====== PROVIDED TEXT

Thursday, May 29, 2008

Desert Shadow Box


This piece has an interesting feel to it, deserty, dry, warm, lonely. It's made from a cigar box. I found some interesting shaped boxes up at the smoke shop on 12th. This is a racoon skull. I've found more than one on my beachwalks. I've found other skulls too, and am facinated by the cranial bones, the sutures, the eye sockets. What's beneath the surface facinates me.

Ruby Bird


The colors on this piece are a little brighter than this photograph shows, but there is glass on the painting and I didn't want to take the frame off. My advice to any artist, which of course includes myself, is to photograph your work as you go along. It is so much easier to photograph work now. I used to take all my pieces someplace to have them made into slides. Most places accept pieces downloaded onto CDs. How easy is that? Well, just get a digital camera if you don't have one, and be sure to do it before you frame. I tell you, if you can be organized, it's the best thing for an artist.

Monday, May 26, 2008

When The Night Changes

From a photo I took at Manito Park. This isn't a spontaneous painting. I took the image from one of my photos. Many artists paint from photos, some paint photorealizm, others tweat the composition and lighting. I like to use a photo for a jumping off place. The spontaeous paintings seem more powerful and alive to me. They seem to be sending me information and energy. That sounds a little wooey, but this painting seems a little. I've included it because I'm working on being non-critical to my creations. I think this opens the door for more. If I criticise what I do and it is leading to something stupendous, I've slammed the door in my own face. Like in writing practice, just get down the first thought or image or impulse from the bottom of your mind. That's all there is too it.

Tunnel To Inner Realms


Another spiral that leads into space. Once I saw actual pictures of space: nebula, pulsars, planets, and was astounded by how they looked like my paintings. I think that means I'm from Neptune. Well, honestly, we're all from somewhere right? Why not Neptune?
Keywords: Acrylic paint, Thalo Blue, Light Purple, Cadmium Yellow

Sunday, May 25, 2008

Emergence

This painting has a ground of hot pressed paper. The paper changes the surface of the paint because of its shininess, allowing it to stand on top of the paper, rather than soaking in. More texture occurs this way, and the colors remain sharp and vibrant. Abstraction means different things to different people. This painting looks like something is coming forward from inside.

Saturday, May 24, 2008

Universe




This little painting has metalic paint as the background. The orange is a cadium based paint, which gives a nice saturation to the yellow hues. This remindes me of pictures of the solar system, how space seems to spiral. We're affected by what goes on out there beyond our solar system whether we know it or not. Ha, what does that have to do with painting? Well, everything has to do with everything. That's what is true.

============
====== PROVIDED DATA

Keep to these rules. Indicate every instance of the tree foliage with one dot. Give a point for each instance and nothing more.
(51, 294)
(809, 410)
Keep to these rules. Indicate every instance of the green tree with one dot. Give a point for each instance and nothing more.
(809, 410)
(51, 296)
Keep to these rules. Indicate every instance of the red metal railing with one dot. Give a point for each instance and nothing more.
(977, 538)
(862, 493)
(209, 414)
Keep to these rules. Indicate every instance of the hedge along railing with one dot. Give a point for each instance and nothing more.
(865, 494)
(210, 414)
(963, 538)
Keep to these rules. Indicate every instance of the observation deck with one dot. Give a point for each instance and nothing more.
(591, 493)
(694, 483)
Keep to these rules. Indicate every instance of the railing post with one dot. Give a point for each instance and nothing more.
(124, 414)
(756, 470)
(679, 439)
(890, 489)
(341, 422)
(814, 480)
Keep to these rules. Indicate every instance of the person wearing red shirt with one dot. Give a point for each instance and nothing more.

============

## WHAT YOU WILL DO
1. Please list the titles of all the pieces posted in the art blog.
2. Write the next part of the art blog, picking up right after its final line.

## OUTPUTS FOR THE TASKS
1.
Desert Shadow Box
Ruby Bird
When The Night Changes
Tunnel To Inner Realms
Emergence
Universe

2.
Friday, May 16, 2008

Birch



When I haven't been painting in awhile, I have to just start, usually without anything in mind as to what to paint. This is a where I worked from a photograph. The color is different from most of my paintings, but I like the soft reflective nature. In writing, I try to always start with beginner's mind--the same goes for painting, too.

Winter Birch




This is a tiny painting, only 3x3 and again is acrylic paint on paper. I painted it from a photo that a friend of mine took while we were hiking in the woods. I call it Winter, although I believe it was actually fall. He took the photo and passed it on to me. Sometimes he'd say, here paint this. He's very acomplished and sells his work, making art and fishing his living.

Thursday, May 15, 2008

River Valley




There have been places I've lived in my life where I've investigated rivers. Priest River, Spokane River, Little Spokane River, the Naches River, and others not coming to mind right now. Rivers are always moving along, unlike the tides that come back, go away, come back. Then there are the flood plains, like where I lived in Yakima, where water crept in the night toward the house, and that's what it sounded like, this stalk, sluicing closer and closer. Here this painting, with iridescent paint, looks like an aerial view of meandering water. I like the colors and the shimmer the mica in the paint brings to the finish.

Wednesday, May 14, 2008

Chinese Dragon


This painting was done on a hot press paper. Hot press is shinier and those takes paint and ink different than cold press paper, which is dull and obsorbant. The quality of the paint on the paper gives this picture a watery feel, more so, I think than paint on cold press. The water just moves on top of the surface. Very soothing but alive.

Wednesday, May 7, 2008

Painting a Day


This painting and the one after it, are very small, perhaps 3 x 3 inches. They are small because I wanted to try following the painting a day movement to see if that would work for me to inspire new work. Writing practice generates new work and draws out of me different memories and scenes that I don't seem to consciously draw up, and I think this is because it is a continual practice. A Painting A Day is a movement to generate 365 paintings a year--there is a poetry movement that follows the same momentum. If you like, Google Painting A Day and see what comes up.

Tuesday, May 6, 2008

Branches

This is a painting of branches, brush, twigs, in the woods. It's painted acrylic on paper. It's more realistic than my usual paintings of late. I like the red color, looks sort of mysterious.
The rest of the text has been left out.